- _PROBLEMS TO WORK ON_
(1) Repeat word for word the passage of the article on Monsanto's reporter boot camp starting at "Monsanto Media: All" and ending at "Monsanto’s controversial reputation.".
(2) Pick up the article about the Monsanto-funded journalism conference after its last sentence and keep writing it.

- _TEXT SEGMENT_
--*--

Biotech company Monsanto is helping fund a “reporter boot camp” that will be hosted by the National Press Foundation, featuring an all-expense-paid journalism conference called “Food, From Farm to Table.”
The event includes a visit to an organic farm and Monsanto’s research lab.
Twenty journalists will be selected as National Press Foundation fellows to attend the conference in July, which includes travel, meals and hotel accommodation in St. Louis, Missouri. It offers “to take a holistic look at the issues: hunger, food waste, organic, GMOs, food science, feeding the world’s population, and more.”
Monsanto Media: All pro GMO headlines, all the time! Monsanto Funds Free 'Reporting Boot Camp' for Food Writers http://t.co/IqKDK1Ne19
— Robyn O'Brien (@foodawakenings) May 22, 2015
National Press Foundation President Sandy Johnson told the Eater website that she initiated the NPF’s sponsorship relationship with Monsanto after attending a dinner party in January and finding herself sitting next to a member of the Monsanto board of directors. Eater asked if she was familiar with Monsanto’s controversial reputation.
“In whose eyes? In your eyes? I'm familiar with the Monsanto that created research and science around agriculture that has allowed the United States to feed the world,” Johnson responded.
Johnson, according to the NPF website, was managing editor for the Institute of Public Integrity and previously the executive editor for state news for AARP. Before that, she was bureau chief for the Associated Press in Washington, DC, the news service’s largest bureau. Under her direction, AP refused to call the 2000 election for George W. Bush despite enormous pressure after TV networks had made an erroneous call.

--*--

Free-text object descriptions

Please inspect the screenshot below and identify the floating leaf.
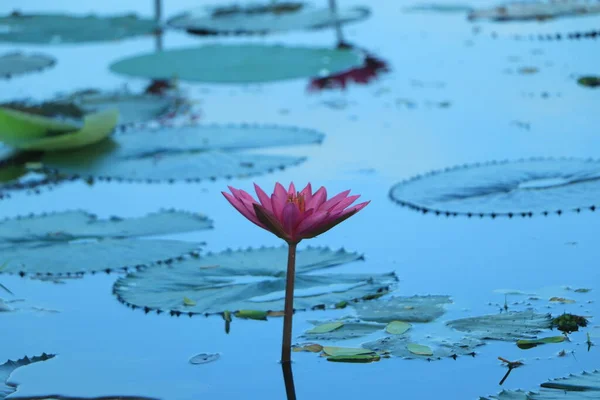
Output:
[468,0,600,22]
[0,11,157,44]
[406,343,433,356]
[9,110,119,151]
[447,311,552,341]
[0,52,56,78]
[327,354,381,363]
[390,158,600,217]
[302,319,384,341]
[167,3,370,35]
[385,321,412,335]
[114,246,396,315]
[306,322,344,334]
[352,296,452,323]
[481,371,600,400]
[517,336,566,350]
[42,125,323,181]
[0,211,212,276]
[190,353,221,365]
[323,346,375,357]
[0,353,54,400]
[110,44,363,83]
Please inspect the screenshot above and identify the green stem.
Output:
[281,243,296,363]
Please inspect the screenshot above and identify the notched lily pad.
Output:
[0,11,157,44]
[481,371,600,400]
[113,247,396,315]
[0,52,56,79]
[446,311,552,341]
[0,211,212,276]
[110,44,364,84]
[0,353,54,400]
[390,158,600,218]
[353,295,452,323]
[41,125,323,182]
[167,2,370,35]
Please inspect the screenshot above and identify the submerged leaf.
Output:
[0,11,157,44]
[167,3,370,35]
[390,158,600,217]
[353,296,452,322]
[0,52,56,78]
[114,246,396,315]
[42,126,323,181]
[110,44,364,83]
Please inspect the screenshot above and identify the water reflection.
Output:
[281,362,296,400]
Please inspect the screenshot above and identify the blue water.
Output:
[0,0,600,400]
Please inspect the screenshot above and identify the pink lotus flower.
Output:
[222,183,370,244]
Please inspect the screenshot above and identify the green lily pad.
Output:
[385,321,412,335]
[110,44,364,83]
[0,52,56,78]
[302,319,385,341]
[167,3,370,35]
[0,11,157,45]
[9,110,119,151]
[306,322,344,334]
[41,125,323,181]
[390,158,600,218]
[447,311,552,341]
[353,296,452,323]
[481,371,600,400]
[517,336,566,350]
[0,353,54,400]
[0,211,212,276]
[113,246,396,315]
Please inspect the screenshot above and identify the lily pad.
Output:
[113,246,396,315]
[481,371,600,400]
[302,319,385,341]
[0,353,54,400]
[41,125,323,182]
[447,311,552,341]
[390,158,600,217]
[0,211,212,276]
[517,335,566,350]
[110,44,364,84]
[353,296,452,323]
[8,110,119,151]
[167,3,370,35]
[0,11,157,44]
[468,0,600,22]
[0,52,56,78]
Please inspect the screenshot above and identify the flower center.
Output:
[288,192,306,213]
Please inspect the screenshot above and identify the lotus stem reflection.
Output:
[222,183,370,363]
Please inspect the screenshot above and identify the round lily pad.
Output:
[110,44,364,84]
[0,11,157,44]
[167,2,370,35]
[0,52,56,78]
[390,158,600,217]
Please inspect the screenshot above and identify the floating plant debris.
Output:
[41,125,323,182]
[110,44,364,84]
[481,371,600,400]
[0,11,157,45]
[390,158,600,218]
[352,296,452,323]
[0,353,54,400]
[0,211,212,276]
[113,247,396,315]
[468,0,600,21]
[167,2,370,35]
[0,52,56,78]
[446,311,552,341]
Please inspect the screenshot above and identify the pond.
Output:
[0,0,600,400]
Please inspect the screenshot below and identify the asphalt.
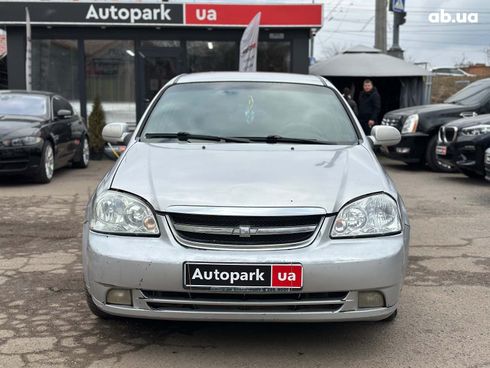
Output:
[0,160,490,368]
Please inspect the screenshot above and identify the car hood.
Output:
[0,115,43,138]
[386,104,472,116]
[444,114,490,129]
[111,142,396,213]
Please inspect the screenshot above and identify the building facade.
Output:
[0,1,322,122]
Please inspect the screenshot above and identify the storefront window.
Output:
[32,40,80,112]
[257,41,291,72]
[187,41,238,73]
[141,40,180,47]
[85,40,136,123]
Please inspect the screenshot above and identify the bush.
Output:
[88,96,105,155]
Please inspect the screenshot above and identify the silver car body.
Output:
[83,73,409,322]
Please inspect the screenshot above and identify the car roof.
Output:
[0,89,56,97]
[174,72,332,87]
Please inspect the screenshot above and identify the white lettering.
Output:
[85,5,99,19]
[192,268,202,280]
[130,8,141,23]
[161,5,172,20]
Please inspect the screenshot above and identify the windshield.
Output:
[445,83,490,106]
[142,82,357,144]
[0,93,48,117]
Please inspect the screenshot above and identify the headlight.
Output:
[90,190,160,235]
[402,114,419,134]
[2,136,43,147]
[461,124,490,135]
[330,193,402,238]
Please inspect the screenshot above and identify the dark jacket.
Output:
[359,87,381,125]
[343,95,359,116]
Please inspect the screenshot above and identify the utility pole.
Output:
[388,0,407,59]
[374,0,387,52]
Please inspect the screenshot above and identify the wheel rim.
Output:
[82,139,90,165]
[44,145,54,179]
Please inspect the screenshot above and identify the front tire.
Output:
[72,136,90,169]
[425,135,458,173]
[34,141,54,184]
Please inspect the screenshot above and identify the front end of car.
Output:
[0,132,44,175]
[381,111,430,163]
[83,189,409,322]
[436,120,490,177]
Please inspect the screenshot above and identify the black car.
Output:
[0,91,89,183]
[485,148,490,181]
[436,114,490,178]
[382,78,490,172]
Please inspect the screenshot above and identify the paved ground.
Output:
[0,161,490,368]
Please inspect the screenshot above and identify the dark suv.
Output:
[436,114,490,178]
[382,78,490,172]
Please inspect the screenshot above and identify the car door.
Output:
[51,96,73,167]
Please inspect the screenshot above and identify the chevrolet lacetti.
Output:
[83,72,409,322]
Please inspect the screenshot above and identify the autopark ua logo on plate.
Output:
[428,9,478,24]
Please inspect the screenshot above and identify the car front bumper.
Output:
[83,216,409,322]
[382,133,430,163]
[0,144,42,175]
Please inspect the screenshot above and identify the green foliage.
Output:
[88,96,105,154]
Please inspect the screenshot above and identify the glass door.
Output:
[138,47,182,116]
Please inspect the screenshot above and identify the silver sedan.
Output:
[83,73,409,322]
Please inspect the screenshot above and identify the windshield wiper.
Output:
[246,135,337,145]
[145,132,250,143]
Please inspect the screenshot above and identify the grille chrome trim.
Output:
[173,223,317,237]
[137,290,355,313]
[165,209,326,250]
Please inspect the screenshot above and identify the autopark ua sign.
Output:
[0,1,323,28]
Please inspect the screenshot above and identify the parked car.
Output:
[83,72,410,321]
[436,114,490,178]
[485,148,490,181]
[431,67,475,77]
[0,91,89,183]
[382,78,490,172]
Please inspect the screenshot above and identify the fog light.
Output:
[396,147,410,154]
[106,289,133,305]
[357,291,385,308]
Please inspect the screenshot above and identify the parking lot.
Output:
[0,160,490,367]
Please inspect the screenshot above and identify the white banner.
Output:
[26,7,32,91]
[239,12,261,72]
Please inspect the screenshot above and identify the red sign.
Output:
[185,4,323,27]
[272,265,303,288]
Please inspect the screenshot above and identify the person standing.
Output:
[359,79,381,135]
[342,87,359,116]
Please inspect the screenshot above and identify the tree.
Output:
[88,96,105,156]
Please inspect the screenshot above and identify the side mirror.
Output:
[459,111,478,118]
[56,109,72,118]
[368,125,402,146]
[102,123,131,144]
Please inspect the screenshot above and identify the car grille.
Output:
[141,290,348,313]
[168,214,323,249]
[439,126,458,143]
[381,115,403,130]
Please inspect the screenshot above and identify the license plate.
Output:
[436,146,447,156]
[184,263,303,289]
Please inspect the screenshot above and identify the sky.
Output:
[177,0,490,67]
[1,0,490,67]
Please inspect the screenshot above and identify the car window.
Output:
[0,93,48,117]
[445,82,490,106]
[143,82,358,144]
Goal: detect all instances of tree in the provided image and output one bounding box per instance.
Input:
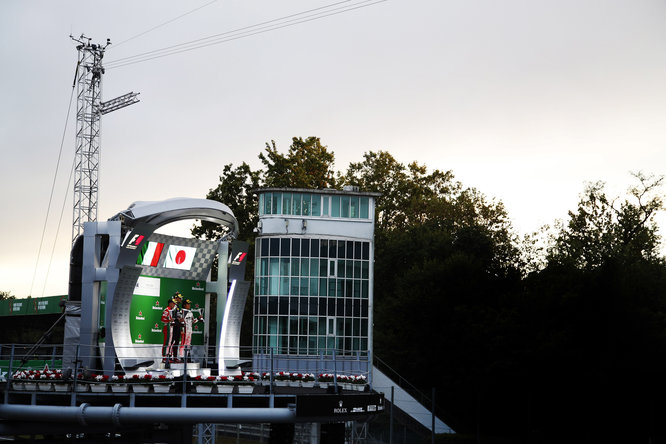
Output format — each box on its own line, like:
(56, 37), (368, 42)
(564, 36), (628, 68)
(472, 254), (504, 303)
(548, 173), (663, 269)
(259, 137), (336, 189)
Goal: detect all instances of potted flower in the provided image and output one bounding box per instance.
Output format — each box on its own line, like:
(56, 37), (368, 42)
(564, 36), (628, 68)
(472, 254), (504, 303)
(351, 375), (368, 392)
(153, 375), (173, 393)
(125, 373), (153, 393)
(215, 376), (234, 393)
(317, 373), (333, 388)
(273, 372), (291, 386)
(289, 373), (303, 387)
(90, 375), (111, 393)
(301, 373), (315, 387)
(110, 375), (129, 393)
(193, 375), (216, 393)
(234, 373), (254, 394)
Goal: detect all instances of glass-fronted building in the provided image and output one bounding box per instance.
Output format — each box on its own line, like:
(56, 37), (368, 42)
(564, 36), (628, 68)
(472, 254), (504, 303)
(253, 187), (379, 371)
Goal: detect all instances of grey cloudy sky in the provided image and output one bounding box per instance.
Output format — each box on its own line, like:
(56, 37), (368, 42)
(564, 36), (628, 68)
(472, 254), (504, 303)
(0, 0), (666, 297)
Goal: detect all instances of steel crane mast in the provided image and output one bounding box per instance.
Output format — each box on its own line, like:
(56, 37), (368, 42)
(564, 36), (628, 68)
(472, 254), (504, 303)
(70, 34), (139, 241)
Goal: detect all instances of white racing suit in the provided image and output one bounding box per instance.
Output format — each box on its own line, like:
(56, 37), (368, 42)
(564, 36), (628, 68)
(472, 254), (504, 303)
(178, 308), (203, 359)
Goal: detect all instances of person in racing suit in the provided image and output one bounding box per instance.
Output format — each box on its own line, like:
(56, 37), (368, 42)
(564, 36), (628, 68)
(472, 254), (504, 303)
(162, 299), (176, 362)
(178, 299), (203, 360)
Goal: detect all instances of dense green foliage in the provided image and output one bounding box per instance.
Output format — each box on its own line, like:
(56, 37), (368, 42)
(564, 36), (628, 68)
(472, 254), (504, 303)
(194, 137), (666, 442)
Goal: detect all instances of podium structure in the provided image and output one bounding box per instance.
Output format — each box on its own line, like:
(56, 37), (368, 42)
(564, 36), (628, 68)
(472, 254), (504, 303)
(63, 198), (249, 375)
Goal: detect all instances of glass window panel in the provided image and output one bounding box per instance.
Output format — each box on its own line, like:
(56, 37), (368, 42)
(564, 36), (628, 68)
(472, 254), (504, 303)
(282, 193), (291, 215)
(328, 240), (338, 258)
(280, 276), (289, 296)
(291, 193), (301, 216)
(268, 296), (277, 314)
(337, 259), (345, 277)
(349, 196), (358, 219)
(321, 196), (331, 216)
(302, 194), (311, 216)
(270, 237), (280, 256)
(280, 239), (289, 256)
(310, 194), (321, 216)
(291, 258), (301, 276)
(268, 276), (280, 295)
(340, 196), (349, 217)
(359, 197), (370, 219)
(264, 193), (272, 214)
(331, 196), (340, 217)
(278, 336), (289, 354)
(308, 317), (319, 336)
(279, 297), (289, 315)
(280, 257), (289, 276)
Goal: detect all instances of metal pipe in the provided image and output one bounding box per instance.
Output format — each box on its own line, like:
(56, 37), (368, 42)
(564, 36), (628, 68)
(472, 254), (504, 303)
(0, 404), (296, 427)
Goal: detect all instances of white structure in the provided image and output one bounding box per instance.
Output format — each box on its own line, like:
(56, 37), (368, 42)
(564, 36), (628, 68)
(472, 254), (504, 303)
(253, 187), (379, 376)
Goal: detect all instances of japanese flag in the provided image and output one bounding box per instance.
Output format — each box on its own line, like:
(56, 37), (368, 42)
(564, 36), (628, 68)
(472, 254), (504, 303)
(164, 245), (197, 270)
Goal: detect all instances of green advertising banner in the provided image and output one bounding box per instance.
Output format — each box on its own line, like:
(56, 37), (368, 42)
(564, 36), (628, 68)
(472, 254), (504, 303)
(130, 276), (206, 345)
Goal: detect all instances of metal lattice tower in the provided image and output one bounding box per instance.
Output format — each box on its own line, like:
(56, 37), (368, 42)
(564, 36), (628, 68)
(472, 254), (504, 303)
(70, 34), (139, 241)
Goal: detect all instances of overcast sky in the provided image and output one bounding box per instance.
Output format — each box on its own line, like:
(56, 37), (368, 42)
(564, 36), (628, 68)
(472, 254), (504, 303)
(0, 0), (666, 297)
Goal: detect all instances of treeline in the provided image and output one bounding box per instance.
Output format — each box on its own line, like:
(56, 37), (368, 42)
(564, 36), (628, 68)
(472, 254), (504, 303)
(198, 137), (666, 442)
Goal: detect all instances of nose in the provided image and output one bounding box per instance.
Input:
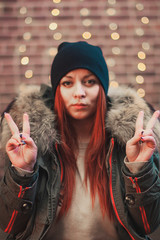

--*--

- _PER-TASK OUTPUTS_
(1)
Monsanto Media: All pro GMO headlines, all the time! Monsanto Funds Free 'Reporting Boot Camp' for Food Writers http://t.co/IqKDK1Ne19
— Robyn O'Brien (@foodawakenings) May 22, 2015
National Press Foundation President Sandy Johnson told the Eater website that she initiated the NPF’s sponsorship relationship with Monsanto after attending a dinner party in January and finding herself sitting next to a member of the Monsanto board of directors. Eater asked if she was familiar with Monsanto’s controversial reputation.

(2)
READ MORE: Trade associates still seeking injunction against Vermont's GMO-labeling law
Monsanto is one of four sponsors for the fellowship, including the AARP Foundation, the Organic Trade Association and the American Farm Bureau Federation, all of which have contributed towards a $100,000 fund to finance the conference. Johnson wouldn’t disclose how much each group had contributed, but she did tell Eater that they had decided to locate the conference in St. Louis, Missouri so they could include a visit to the Monsanto’s labs in the programming.
This is not the first time the NPF has accepted corporate sponsorship. In 2010, the nonprofit came under fire for a multi-day conference training journalists to write about cancer, sponsored by pharmaceutical giant Pfizer, and for another conference on retirement sponsored by Prudential, a company which sells insurance and pension investments.
On Saturday, a worldwide event dubbed March Against Monsanto is planned in 38 countries and 428 cities, meant to raise awareness about the dangers surrounding the company’s genetically modified seeds and cancer-linked herbicide Roundup.
The march comes as the demand for GMO labeling is gaining momentum in states like Vermont. In polls conducted by The New York Times, the Washington Post and Consumer Reports, 90 percent of respondents were in support of GMO labeling – an initiative defeated by heavy spending by Monsanto and other food industry-backed lobbying groups.